* _Supplied records_

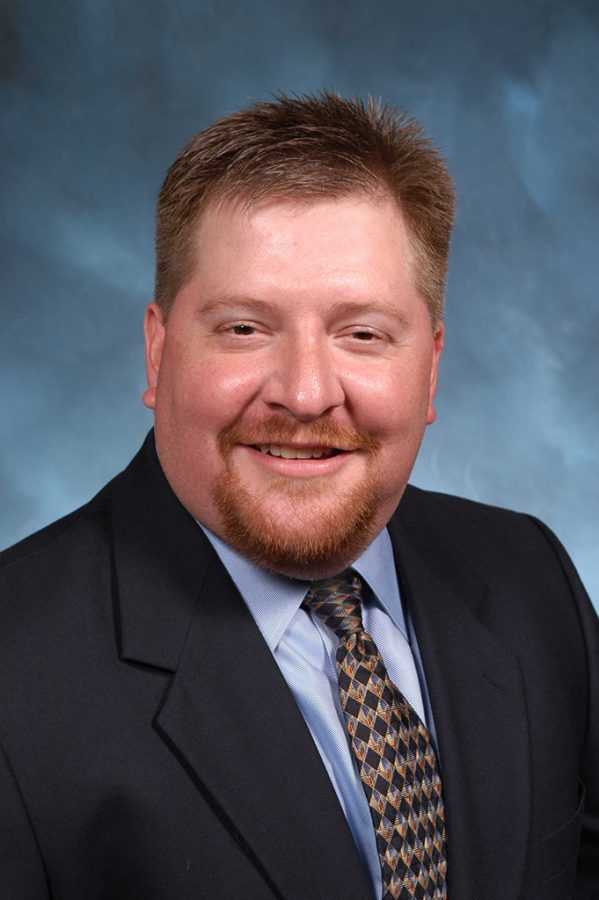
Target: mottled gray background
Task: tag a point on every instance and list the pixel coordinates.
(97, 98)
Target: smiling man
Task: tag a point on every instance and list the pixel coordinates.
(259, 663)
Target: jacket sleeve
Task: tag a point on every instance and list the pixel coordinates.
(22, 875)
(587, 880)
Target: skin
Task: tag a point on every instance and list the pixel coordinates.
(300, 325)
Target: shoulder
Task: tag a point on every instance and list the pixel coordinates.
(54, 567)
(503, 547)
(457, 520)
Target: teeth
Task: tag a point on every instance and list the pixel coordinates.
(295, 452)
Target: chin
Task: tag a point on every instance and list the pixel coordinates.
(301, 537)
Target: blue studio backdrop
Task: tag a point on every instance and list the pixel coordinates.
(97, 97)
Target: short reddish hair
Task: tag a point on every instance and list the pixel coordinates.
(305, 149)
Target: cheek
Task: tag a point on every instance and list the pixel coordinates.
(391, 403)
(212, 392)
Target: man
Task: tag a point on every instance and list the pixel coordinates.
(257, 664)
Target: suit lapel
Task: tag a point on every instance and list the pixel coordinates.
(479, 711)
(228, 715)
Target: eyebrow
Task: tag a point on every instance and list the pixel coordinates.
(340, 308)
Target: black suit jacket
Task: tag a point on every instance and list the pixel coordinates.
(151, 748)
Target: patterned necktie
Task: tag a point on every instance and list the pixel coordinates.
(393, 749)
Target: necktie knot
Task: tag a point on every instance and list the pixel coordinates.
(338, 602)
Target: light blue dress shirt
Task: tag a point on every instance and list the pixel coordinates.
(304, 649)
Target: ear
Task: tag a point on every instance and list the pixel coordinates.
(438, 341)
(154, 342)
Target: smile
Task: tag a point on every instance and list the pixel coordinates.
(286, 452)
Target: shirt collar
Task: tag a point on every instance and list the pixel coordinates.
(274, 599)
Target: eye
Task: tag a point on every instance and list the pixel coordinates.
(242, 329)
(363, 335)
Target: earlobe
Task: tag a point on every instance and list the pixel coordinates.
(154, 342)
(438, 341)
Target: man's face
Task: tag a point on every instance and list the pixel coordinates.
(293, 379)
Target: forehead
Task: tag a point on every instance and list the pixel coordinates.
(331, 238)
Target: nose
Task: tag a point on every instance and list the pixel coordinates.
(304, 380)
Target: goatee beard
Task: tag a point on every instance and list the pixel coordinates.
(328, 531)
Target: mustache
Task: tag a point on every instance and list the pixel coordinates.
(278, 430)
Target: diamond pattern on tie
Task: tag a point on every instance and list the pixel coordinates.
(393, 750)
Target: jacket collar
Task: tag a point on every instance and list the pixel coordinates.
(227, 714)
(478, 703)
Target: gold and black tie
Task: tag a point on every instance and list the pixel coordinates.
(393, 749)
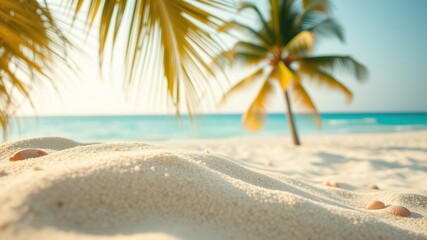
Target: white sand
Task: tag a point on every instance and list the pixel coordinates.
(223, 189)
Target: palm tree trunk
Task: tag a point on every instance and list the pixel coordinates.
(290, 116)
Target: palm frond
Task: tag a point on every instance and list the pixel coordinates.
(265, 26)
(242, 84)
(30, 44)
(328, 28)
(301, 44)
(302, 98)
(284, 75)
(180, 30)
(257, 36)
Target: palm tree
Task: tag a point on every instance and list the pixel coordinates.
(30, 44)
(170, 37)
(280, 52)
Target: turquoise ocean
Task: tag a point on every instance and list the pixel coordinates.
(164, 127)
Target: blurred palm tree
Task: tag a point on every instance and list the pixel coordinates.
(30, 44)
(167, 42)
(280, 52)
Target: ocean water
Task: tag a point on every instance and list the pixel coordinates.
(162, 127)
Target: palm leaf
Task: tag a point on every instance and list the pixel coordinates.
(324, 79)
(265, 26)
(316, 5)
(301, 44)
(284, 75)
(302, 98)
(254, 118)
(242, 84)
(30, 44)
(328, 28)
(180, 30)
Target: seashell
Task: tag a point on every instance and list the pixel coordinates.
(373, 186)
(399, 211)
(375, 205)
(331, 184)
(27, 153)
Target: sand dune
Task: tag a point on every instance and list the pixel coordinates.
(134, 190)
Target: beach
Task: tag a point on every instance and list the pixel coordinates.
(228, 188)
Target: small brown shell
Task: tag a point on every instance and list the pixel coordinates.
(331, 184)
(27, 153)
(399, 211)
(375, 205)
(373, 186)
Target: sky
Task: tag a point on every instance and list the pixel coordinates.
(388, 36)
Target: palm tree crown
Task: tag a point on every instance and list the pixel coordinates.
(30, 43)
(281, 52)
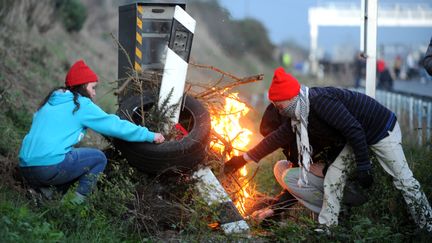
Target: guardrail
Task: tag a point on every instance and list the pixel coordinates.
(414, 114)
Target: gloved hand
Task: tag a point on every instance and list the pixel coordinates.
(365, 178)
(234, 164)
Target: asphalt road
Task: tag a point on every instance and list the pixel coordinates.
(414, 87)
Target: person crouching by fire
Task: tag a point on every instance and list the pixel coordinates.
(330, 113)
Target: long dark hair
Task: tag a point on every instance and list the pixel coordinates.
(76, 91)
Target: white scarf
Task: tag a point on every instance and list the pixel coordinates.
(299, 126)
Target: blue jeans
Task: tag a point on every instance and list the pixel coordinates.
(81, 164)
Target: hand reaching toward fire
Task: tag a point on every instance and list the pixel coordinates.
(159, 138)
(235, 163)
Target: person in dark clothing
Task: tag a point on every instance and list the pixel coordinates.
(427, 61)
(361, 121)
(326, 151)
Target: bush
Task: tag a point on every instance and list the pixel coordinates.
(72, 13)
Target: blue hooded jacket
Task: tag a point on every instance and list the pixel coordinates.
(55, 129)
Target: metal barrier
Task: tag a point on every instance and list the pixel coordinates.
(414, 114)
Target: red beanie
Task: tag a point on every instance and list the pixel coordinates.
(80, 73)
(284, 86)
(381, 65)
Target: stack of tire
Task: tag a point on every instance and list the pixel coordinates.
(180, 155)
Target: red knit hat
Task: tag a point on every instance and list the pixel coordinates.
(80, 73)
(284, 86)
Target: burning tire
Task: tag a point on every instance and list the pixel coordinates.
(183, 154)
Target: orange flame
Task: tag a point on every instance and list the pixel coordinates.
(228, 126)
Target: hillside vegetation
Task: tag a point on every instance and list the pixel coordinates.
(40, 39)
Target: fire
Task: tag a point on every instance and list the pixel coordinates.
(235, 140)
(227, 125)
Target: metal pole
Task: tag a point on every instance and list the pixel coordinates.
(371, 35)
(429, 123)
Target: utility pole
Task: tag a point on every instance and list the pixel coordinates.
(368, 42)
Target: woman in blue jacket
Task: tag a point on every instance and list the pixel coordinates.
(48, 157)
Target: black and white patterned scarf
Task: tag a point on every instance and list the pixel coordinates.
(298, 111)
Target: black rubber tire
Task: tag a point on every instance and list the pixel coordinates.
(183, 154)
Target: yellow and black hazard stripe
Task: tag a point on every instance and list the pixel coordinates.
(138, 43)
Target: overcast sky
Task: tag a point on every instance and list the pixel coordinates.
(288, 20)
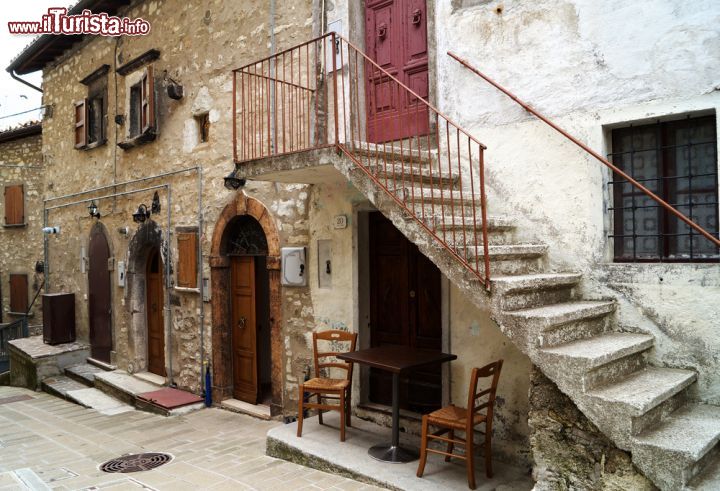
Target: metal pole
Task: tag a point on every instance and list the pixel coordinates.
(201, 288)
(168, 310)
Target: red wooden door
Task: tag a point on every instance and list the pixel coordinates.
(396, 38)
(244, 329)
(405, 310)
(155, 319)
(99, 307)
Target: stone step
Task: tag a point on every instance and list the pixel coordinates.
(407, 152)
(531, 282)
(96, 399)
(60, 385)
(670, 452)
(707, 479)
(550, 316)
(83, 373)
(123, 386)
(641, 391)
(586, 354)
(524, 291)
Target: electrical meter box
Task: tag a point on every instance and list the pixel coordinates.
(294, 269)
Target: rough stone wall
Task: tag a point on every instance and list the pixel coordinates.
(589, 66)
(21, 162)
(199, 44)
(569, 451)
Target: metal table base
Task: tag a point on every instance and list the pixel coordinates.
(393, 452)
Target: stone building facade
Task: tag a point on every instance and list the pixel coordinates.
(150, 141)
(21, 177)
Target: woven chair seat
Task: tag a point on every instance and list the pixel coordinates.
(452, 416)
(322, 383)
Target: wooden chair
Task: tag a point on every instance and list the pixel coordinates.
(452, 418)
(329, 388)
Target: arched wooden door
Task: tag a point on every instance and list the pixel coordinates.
--
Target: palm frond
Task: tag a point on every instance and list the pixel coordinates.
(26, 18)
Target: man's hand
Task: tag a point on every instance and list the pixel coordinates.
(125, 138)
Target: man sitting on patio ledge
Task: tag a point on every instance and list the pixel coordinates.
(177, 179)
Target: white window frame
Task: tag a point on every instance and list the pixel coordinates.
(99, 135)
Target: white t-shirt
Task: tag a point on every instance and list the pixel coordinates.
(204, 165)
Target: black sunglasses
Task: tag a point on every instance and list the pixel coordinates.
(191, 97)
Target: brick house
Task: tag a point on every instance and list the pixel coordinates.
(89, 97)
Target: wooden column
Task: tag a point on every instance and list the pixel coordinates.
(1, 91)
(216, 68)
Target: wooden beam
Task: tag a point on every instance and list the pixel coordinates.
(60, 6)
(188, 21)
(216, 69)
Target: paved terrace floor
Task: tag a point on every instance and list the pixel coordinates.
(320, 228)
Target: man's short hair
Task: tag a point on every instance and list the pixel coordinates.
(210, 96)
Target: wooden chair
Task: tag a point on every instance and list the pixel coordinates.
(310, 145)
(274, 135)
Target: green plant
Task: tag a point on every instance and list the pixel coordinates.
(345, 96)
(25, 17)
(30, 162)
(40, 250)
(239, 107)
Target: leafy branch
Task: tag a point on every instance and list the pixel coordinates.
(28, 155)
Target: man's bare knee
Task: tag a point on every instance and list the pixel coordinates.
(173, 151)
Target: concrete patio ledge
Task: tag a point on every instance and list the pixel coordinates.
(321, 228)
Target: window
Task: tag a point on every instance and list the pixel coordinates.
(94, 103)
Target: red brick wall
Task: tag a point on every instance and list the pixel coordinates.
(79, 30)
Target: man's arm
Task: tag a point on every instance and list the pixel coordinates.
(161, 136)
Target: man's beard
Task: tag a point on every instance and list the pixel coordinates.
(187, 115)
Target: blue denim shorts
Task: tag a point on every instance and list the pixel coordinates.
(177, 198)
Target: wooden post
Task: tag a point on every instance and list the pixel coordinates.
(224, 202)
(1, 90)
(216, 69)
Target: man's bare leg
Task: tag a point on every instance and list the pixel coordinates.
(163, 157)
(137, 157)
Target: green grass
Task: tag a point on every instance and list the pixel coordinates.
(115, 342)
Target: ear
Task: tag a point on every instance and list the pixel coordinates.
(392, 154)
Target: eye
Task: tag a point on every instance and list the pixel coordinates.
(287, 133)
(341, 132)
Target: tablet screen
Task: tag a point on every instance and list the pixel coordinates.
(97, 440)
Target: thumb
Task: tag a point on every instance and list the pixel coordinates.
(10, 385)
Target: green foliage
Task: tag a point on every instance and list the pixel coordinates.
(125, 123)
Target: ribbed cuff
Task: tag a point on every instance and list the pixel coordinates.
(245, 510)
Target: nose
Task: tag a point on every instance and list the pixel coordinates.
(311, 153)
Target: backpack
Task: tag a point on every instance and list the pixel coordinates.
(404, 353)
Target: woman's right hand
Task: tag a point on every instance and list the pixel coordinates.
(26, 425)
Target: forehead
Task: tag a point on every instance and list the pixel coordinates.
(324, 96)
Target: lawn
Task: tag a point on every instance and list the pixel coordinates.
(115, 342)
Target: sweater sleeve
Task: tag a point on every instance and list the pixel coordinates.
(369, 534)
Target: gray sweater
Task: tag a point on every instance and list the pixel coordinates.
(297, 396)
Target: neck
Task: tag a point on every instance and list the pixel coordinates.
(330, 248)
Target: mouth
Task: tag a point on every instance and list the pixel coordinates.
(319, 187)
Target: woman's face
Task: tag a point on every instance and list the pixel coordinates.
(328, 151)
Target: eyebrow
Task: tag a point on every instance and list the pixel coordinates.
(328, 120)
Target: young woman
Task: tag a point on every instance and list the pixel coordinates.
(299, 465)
...
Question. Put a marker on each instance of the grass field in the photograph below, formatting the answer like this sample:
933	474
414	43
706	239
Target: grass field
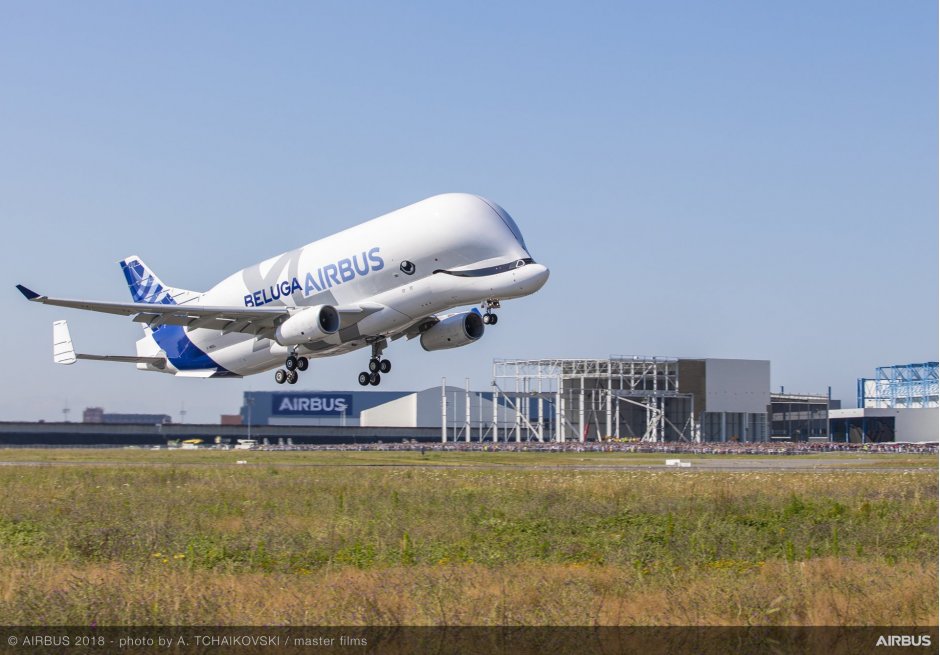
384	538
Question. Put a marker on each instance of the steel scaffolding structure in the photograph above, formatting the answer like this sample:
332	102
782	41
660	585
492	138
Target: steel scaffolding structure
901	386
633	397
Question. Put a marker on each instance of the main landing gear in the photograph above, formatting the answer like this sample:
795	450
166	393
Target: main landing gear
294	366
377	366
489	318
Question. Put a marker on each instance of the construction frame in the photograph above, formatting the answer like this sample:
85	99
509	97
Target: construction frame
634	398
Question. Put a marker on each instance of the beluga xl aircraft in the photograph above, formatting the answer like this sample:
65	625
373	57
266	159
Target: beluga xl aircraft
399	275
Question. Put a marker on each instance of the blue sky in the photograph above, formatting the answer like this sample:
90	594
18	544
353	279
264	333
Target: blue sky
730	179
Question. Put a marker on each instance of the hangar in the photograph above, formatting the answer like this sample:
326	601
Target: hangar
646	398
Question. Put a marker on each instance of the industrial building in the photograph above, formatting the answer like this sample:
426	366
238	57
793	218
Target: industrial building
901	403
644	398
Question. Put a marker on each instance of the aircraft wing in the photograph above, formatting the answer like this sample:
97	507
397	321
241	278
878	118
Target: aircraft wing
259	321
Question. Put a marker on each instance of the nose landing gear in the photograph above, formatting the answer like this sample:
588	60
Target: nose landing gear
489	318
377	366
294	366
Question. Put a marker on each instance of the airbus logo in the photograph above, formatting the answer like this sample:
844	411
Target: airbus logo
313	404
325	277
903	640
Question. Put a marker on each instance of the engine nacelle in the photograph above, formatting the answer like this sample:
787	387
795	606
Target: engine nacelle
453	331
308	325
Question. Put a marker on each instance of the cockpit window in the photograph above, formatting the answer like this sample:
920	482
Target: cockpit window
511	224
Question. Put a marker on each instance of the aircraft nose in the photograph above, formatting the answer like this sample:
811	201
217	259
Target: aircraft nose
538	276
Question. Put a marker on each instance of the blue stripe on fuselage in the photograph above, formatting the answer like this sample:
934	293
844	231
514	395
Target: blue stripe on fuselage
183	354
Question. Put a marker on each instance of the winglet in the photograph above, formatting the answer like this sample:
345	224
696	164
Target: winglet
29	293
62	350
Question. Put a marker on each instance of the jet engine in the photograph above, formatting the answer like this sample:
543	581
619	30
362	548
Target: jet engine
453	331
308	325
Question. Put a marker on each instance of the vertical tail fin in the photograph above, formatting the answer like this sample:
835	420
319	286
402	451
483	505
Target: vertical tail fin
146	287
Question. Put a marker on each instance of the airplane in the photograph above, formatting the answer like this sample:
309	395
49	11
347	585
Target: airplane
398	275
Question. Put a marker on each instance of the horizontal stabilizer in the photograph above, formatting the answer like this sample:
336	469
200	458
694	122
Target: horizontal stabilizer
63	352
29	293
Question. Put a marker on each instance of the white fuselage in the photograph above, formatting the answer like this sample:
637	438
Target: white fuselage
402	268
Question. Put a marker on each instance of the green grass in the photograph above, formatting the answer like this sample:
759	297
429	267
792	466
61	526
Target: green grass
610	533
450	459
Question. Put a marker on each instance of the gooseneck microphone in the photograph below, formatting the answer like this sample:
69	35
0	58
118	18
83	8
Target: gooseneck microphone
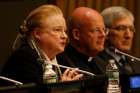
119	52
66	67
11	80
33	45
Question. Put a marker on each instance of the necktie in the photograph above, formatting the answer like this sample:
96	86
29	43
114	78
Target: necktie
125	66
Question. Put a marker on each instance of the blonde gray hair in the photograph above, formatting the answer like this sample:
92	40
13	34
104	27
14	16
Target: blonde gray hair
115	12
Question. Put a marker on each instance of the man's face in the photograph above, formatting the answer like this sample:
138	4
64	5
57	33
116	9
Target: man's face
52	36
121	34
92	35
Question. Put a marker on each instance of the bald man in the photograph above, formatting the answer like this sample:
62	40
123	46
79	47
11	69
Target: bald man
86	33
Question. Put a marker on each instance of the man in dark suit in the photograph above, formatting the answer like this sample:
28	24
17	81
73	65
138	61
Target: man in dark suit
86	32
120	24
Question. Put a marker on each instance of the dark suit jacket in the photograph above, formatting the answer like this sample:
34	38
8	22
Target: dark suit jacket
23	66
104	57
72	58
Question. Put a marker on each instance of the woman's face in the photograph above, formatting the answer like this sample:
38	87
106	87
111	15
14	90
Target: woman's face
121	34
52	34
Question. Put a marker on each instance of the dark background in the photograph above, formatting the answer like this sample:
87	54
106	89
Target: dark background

* _What the exercise asks_
Restate word for word the lines of the data above, starting at the line containing "Target: asphalt road" and ending at the line containing "Target: hillside vegetation", both included, and nothing more.

* _Reply_
Target: asphalt road
Task: tag a point on every instance and list the pixel coordinates.
(414, 87)
Target: person crouching by fire
Task: tag a point on every instance and list the pixel coordinates.
(330, 113)
Target: long dark hair
Task: tag a point on every instance and list the pixel coordinates.
(76, 91)
Target: white scarf
Task: tag a point on every instance and list the pixel coordinates.
(299, 126)
Target: blue jeans
Task: tag a point on every instance and list the pixel coordinates.
(81, 164)
Target: hand reaching toward fire
Task: tag a point on every instance and list the pixel coordinates.
(159, 138)
(235, 163)
Target: person in dark clothing
Task: tag a point on every instance and list the pixel coordinates.
(427, 61)
(361, 121)
(326, 151)
Target: bush
Task: tag a point on every instance and list the pixel coordinates.
(72, 13)
Target: blue hooded jacket
Task: tag a point on every instance and list the pixel coordinates.
(55, 129)
Target: metal barrier
Task: tag a point on every instance and list the pixel coordinates.
(414, 114)
Target: red beanie
Task: tag a point on every instance and list the pixel coordinates.
(80, 73)
(284, 86)
(381, 65)
Target: stack of tire
Task: tag a point on every instance and list the pixel coordinates.
(180, 155)
Target: red knit hat
Task: tag a point on every instance and list the pixel coordinates.
(80, 73)
(284, 86)
Target: burning tire
Task: tag a point on every instance and list the pixel coordinates.
(183, 154)
Target: orange flame
Task: tag a point on every instance and list the pixel coordinates.
(228, 126)
Target: hillside vegetation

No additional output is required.